==== TRECHO DO TEXTO

O Regime de Partilha da Produção: o novo é sempre o melhor? - Por Guilherme Chamum Aguiar

24/09/2016

Por Guilherme Chamum Aguiar - 24/09/2016

Não obstante a diversidade e complexidade dos novos institutos e práticas trazidas pelo Marco Regulatório do Pré-Sal, não é exagero dizer que a mais estrondosa inovação verificada foi a adoção do regime de partilha de produção, até então inédito no ordenamento pátrio.

Os contratos de partilha da produção petrolífera foram concebidos em meados de 1960 em países em desenvolvimento como Indonésia, Peru, Egito, Síria e Angola, e se diferenciavam pelo gerenciamento compartilhado das atividades de exploração, pela participação estatal nos resultados da produção e pela transferência de tecnologia ao país hospedeiro. Em comum a todos esses países pioneiros na implementação do modelo de partilha da produção, além da presença de regimes de governo totalitários, era a ausência de legislação voltada à regulamentação das atividades de exploração e produção de petróleo[1]. Hodiernamente, o regime de partilha de produção é utilizado em larga escala em países como China, índia, Líbia e Angola[2], onde igualmente persistem dúvidas acerca do caráter democrático dos governos.

O regime de partilha de produção é caracterizado pela propriedade do petróleo ser da União, pelos custos da atividade exploratória serem compensados economicamente ao contratado (o chamado cost oil) e pelo lucro, em óleo, ser repartido entre a União e os partícipes do contrato (empresas integrantes do Consórcio Explorador, excetuada a PPSA)[3].

========
==== DADOS FORNECIDOS

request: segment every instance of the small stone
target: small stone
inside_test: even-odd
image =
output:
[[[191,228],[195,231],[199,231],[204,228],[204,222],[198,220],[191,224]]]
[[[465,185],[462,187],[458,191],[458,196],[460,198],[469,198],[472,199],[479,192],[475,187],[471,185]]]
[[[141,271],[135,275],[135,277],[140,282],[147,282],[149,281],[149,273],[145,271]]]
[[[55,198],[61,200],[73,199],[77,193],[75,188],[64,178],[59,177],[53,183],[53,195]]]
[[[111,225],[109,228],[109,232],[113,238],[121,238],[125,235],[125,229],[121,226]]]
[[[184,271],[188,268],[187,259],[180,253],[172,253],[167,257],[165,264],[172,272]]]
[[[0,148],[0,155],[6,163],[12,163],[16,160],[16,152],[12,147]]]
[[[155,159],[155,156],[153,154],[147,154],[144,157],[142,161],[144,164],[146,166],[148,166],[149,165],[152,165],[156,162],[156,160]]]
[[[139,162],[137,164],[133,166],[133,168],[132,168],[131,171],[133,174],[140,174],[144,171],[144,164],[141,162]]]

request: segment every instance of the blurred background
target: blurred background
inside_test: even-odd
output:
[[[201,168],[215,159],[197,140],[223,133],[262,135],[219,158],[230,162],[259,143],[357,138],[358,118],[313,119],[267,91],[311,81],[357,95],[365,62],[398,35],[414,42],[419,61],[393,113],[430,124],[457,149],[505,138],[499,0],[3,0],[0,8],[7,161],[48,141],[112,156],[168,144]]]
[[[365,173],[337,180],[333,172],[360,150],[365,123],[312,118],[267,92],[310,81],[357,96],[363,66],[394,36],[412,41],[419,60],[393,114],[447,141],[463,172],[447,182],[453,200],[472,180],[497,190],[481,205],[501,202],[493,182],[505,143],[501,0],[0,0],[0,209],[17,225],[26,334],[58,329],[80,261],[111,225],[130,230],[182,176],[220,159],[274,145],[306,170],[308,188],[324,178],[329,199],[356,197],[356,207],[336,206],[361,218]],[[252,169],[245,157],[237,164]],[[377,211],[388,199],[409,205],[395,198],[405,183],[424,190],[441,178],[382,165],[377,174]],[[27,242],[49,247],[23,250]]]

========

[EXERCÍCIO PROPOSTO 1] No texto sobre o regime de partilha da produção, a quem pertence a propriedade do petróleo nesse regime?
[EXERCÍCIO PROPOSTO 2] Liste os países em desenvolvimento onde, segundo o texto sobre o regime de partilha da produção, os contratos de partilha da produção petrolífera foram concebidos em meados de 1960.
[EXERCÍCIO PROPOSTO 3] Dê continuidade ao texto sobre o regime de partilha da produção a partir da última frase apresentada.
O material não é necessário para realizar as tarefas.

[RESPOSTA DA TAREFA 1] À União.

[RESPOSTA DA TAREFA 2] Indonésia, Peru, Egito, Síria e Angola.

[RESPOSTA DA TAREFA 3]
No processo licitatório, o valor do bônus de assinatura é fixo, e vence a proposta que apresentar a oferta de maior excedente em óleo para a União, sendo estabelecido no edital um percentual mínimo a ser ofertado. A título de receitas governamentais, exige-se também o pagamento mensal de royalties com alíquota de 15% (quinze por cento) do valor de toda a produção petrolífera, sendo o valor não incluído no cálculo do custo em óleo[4].

Como se pode notar, no referido regime a participação estatal sobre o total do petróleo produzido é muito considerável, somando-se a parcela do excedente em óleo, as receitas provenientes dos royalties ao valor do bônus de assinatura do contrato. Evidentemente que há aí clara pretensão arrecadatória do Estado, o que não se mostra absurdo numa primeira análise.

É natural que queira a União maximizar as receitas provenientes da exploração de um recurso pertencente à coletividade[5] e administrada por ela, sobretudo para posteriormente transformar tais receitas em retorno na forma de serviços públicos de qualidade. Parece, em princípio, buscar atender ao interesse público. Contudo, a eleição da modalidade da partilha da produção para alcançar o referido fim na exploração petrolífera na região do Pré-Sal não se mostra tão adequada.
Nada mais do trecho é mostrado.